Luis Rademacher: Research overview
Curriculum vitae
A more detailed research statement
Introduction
This page gives an overview of my research in the last few years. The
overview includes links to representative publications and a brief
commentary on them.
My research interests are in theoretical computer science and some
related areas, from pure mathematics to applications. I am primarily
interested in the foundations of data science and artificial intelligence
and this has lead to a focus on problems in convex geometry, machine
learning, matrix computations and optimization. The papers below
illustrate my work on asymptotic geometric analysis, random polytopes and
the slicing problem [1,2], expander graphs and graph sparsification [3],
low rank matrix approximation [4], and efficient high dimensional
statistical inference [5,6].
Selected Papers
- On the monotonicity of the
expected volume of a random simplex.
Mathematika, 2012.
Motivated by the slicing problem in asymptotic geometric analysis, this
paper solved the following (formerly open) problem: Suppose that a d-dimensional
convex body K is contained in another convex body L.
Let a random simplex be the convex hull of \(d+1\) points from a given
domain. Is it true that the expected volume of a random simplex from
\(K\) is smaller than the expected volume of a random simplex from
\(L\)? The paper shows that the answer is dimension-dependent: no
for \(d\geq 4\) and yes for \(d \leq 2 \) (and gives evidence
that the answer is no for \(d=3\)).
- A simplicial polytope that
maximizes the isotropic constant must be a simplex.
Mathematika,
2015.
This paper is also motivated by the slicing problem mentioned above. One
formulation of the problem is the following: For a \(d\)-dimensional
convex body \(K\), define the isotropic constant by \( L_K^{2d} =
\det(A(K))/(\mathrm{vol}(K))^2\), where \(A(K)\) is the covariance matrix
of the uniform distribution on \(K\). The slicing problem asks whether
there is a universal constant upper bound to \(L_K\). This paper studies
the structure of maximizers of the isotropic constant. It shows that a
simplicial polytope that maximizes the isotropic constant can only be a
simplex. This gives support to the known conjecture that the maximizer
over all convex bodies is indeed the simplex.
- Expanders via random spanning trees.
(with Alan Frieze, Navin Goyal, Santosh Vempala)
SIAM Journal on Computing, 2014.
This paper shows that the union of two random spanning trees from the
complete graph is an expander graph. It also studies systematically
graph sparsification properties of the union of random spanning trees
for bounded degree graphs. Similar results are proven for the closely
related model of a random subgraph where every node picks a random
incident edge.
- Efficient volume sampling
for row/column subset selection. (with Amit Deshpande)
FOCS 2010.
This paper studies the problem of approximating a matrix by another
matrix whose rows lie in the span of a few rows of the original matrix.

_PROBLEMS TO SOLVE_
[1] Answer these questions from the research overview:
(a) In which journal and year did the paper on the expected volume of a random simplex appear?
(b) For which dimensions does that paper show the answer is yes?
(c) According to the paper on expanders, what kind of graph is the union of two random spanning trees from the complete graph?
[2] Write the next part of the research overview, picking up right after its last sentence.

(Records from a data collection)
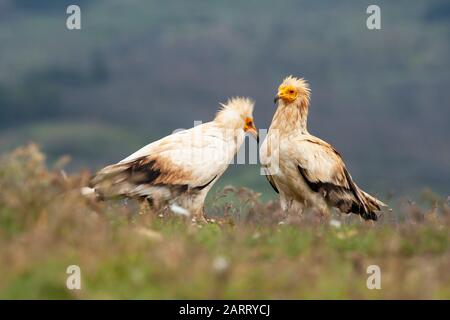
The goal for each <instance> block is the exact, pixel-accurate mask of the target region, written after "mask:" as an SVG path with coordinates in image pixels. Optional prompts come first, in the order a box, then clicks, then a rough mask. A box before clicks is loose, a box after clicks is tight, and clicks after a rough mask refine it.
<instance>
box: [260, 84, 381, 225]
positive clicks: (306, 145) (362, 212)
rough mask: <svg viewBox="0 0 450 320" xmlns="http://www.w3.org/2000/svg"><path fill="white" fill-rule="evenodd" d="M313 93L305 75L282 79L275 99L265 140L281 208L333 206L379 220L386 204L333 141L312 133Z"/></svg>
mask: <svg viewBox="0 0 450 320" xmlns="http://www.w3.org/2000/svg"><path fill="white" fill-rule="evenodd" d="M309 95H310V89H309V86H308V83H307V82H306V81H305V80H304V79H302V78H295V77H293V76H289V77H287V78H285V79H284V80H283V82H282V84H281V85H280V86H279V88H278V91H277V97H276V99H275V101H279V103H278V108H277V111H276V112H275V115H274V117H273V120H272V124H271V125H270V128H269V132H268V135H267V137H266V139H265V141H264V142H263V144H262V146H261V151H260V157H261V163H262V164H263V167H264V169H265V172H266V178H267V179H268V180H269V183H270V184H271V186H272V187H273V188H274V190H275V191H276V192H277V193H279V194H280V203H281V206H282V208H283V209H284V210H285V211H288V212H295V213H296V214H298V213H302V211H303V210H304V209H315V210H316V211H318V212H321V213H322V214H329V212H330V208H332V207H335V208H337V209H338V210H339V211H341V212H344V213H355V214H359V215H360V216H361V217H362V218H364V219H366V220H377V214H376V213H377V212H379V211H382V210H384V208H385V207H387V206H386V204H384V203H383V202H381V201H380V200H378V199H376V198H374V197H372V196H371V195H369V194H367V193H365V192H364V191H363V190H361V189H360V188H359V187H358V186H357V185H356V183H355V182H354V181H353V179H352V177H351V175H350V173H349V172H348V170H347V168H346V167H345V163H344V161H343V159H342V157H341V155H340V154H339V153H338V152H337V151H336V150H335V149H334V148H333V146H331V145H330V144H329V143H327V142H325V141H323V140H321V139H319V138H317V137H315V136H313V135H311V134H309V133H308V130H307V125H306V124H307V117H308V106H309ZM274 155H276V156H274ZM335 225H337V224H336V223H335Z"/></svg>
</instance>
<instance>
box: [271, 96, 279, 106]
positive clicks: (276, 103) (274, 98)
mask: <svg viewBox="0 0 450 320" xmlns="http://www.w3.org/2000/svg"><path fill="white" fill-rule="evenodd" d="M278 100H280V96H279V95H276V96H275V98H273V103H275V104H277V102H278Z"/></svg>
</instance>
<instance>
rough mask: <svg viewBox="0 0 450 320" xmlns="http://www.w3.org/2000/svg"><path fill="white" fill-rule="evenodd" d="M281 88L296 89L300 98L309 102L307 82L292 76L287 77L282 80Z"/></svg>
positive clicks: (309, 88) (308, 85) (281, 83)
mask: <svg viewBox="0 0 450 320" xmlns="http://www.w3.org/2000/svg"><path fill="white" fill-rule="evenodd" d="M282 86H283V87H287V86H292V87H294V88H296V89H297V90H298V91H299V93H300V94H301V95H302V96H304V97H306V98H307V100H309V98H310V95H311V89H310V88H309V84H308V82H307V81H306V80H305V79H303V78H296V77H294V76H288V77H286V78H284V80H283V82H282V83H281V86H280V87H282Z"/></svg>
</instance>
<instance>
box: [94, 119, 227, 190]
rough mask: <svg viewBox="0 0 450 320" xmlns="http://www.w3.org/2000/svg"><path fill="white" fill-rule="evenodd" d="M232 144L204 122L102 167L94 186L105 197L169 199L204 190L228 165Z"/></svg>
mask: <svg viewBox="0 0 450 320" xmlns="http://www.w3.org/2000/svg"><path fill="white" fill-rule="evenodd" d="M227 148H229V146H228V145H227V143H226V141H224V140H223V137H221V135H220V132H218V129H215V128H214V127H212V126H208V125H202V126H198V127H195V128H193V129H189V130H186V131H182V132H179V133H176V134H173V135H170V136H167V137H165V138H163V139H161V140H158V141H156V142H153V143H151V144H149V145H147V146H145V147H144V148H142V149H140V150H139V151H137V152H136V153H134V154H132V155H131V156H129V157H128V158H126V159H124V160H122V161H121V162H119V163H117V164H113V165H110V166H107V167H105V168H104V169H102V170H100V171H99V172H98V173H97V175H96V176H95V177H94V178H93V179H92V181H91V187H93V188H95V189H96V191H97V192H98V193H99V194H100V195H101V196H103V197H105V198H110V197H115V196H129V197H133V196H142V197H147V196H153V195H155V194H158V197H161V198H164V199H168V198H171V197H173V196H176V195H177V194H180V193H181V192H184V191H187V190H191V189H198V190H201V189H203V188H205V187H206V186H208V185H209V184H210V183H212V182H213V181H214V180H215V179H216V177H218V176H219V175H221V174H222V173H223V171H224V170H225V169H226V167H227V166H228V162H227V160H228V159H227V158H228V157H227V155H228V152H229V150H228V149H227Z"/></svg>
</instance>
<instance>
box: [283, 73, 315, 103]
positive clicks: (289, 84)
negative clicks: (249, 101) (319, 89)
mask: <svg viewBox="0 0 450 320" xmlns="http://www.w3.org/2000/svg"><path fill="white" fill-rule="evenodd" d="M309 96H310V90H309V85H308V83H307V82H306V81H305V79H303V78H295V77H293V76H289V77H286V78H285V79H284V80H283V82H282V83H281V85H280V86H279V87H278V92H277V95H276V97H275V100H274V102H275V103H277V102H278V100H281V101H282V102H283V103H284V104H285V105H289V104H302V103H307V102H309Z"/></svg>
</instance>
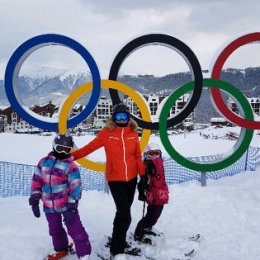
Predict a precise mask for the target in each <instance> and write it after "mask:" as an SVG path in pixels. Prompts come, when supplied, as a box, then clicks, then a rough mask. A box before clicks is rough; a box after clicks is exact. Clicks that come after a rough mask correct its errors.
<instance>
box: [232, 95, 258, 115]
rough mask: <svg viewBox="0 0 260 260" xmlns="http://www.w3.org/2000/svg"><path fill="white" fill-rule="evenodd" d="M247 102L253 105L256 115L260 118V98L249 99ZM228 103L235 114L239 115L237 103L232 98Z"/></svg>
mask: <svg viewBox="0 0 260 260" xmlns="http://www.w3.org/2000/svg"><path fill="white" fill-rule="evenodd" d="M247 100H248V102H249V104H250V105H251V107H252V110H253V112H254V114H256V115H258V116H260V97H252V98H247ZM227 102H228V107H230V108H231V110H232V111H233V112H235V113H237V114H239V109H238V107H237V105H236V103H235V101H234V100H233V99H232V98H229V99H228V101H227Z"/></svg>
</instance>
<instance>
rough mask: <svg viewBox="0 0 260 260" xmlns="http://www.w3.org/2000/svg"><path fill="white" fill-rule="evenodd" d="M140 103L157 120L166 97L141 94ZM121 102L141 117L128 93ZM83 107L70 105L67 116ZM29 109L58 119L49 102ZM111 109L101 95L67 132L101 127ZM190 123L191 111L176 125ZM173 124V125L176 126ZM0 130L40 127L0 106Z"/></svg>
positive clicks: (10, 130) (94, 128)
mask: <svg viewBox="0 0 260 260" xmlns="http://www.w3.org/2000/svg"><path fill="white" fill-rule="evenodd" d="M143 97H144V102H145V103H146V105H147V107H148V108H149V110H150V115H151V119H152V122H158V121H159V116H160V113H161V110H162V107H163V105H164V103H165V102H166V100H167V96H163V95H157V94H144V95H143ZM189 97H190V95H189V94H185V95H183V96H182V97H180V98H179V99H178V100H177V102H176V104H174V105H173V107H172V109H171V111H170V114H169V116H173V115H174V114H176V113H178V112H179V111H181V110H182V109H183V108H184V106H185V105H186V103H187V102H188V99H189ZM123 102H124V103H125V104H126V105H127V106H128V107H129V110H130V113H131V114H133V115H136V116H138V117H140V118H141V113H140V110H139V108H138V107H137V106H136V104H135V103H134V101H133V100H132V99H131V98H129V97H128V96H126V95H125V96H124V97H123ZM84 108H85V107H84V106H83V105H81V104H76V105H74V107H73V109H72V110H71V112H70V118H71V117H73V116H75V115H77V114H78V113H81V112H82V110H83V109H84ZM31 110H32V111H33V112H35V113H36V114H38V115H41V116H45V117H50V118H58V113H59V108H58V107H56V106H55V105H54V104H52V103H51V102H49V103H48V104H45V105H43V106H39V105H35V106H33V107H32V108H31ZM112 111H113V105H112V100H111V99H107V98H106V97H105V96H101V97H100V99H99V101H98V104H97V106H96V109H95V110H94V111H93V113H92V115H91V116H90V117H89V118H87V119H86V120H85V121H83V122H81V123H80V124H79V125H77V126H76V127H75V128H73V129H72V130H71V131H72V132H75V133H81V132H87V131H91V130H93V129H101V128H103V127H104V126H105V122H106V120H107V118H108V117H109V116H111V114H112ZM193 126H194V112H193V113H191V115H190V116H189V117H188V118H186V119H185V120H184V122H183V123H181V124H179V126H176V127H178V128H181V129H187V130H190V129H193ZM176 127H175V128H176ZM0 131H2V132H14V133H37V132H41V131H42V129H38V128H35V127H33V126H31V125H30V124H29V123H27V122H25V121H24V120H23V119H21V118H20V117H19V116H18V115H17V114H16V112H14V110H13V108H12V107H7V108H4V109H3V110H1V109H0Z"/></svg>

_WRITTEN RESPONSES_
[1]
(a) Mathematika, 2012.
(b) For \(d \leq 2\).
(c) An expander graph.

[2]
To this end it introduces an efficient randomized algorithm with optimal
approximation guarantees. Somewhat unexpectedly, it efficiently
derandomizes the algorithm via the method of conditional expectations. A
fast version of the algorithm is described using random projections.
- Heavy-tailed Independent
Component Analysis. (with Joseph Anderson, Anupama Nandi, Navin
Goyal)
FOCS 2015.
This paper introduces the first (as far as I know) algorithmic use of
the centroid body, a convex body, going back to the work of Petty in
convex geometry, that one can associate to any multivariate distribution
with finite first moment. This body can play the role of the covariance
matrix for some applications to data analysis with heavy-tails, such as
financial data. In this paper, the centroid body is used to provide a
provably correct algorithm for a standard problem, Independent Component
Analysis (ICA), previously not known to be efficiently solvable without
higher moments. The proposed ideas are not just of theoretical interest:
the companion paper "Heavy-tailed
analogues of the covariance matrix for ICA" discusses a
practical implementation of them that outperforms the best previously
known algorithms in many heavy-tailed regimes.
- The more, the merrier: the blessing of
dimensionality for learning large Gaussian mixtures. (with Joseph
Anderson, Mikhail Belkin, Navin Goyal, James Voss)
COLT 2014.
This paper shows a somewhat unusual "blessing of dimensionality" for a
high-dimensional statistical inference problem. This problem is the
estimation of parameters of a high-dimensional Gaussian Mixture Model: a
weighted sum of Gaussian densities. The paper shows an efficient
algorithm to estimate the means and weights when the covariances are
identical and known, assuming that a certain conditioning parameter of
the mixture is well-behaved. It also shows that the conditioning
parameter is generically well-behaved, in the smoothed analysis sense.
Finally, it completes the picture of the "blessing of dimensionality "
by showing that no such generic efficiency is possible in low dimension.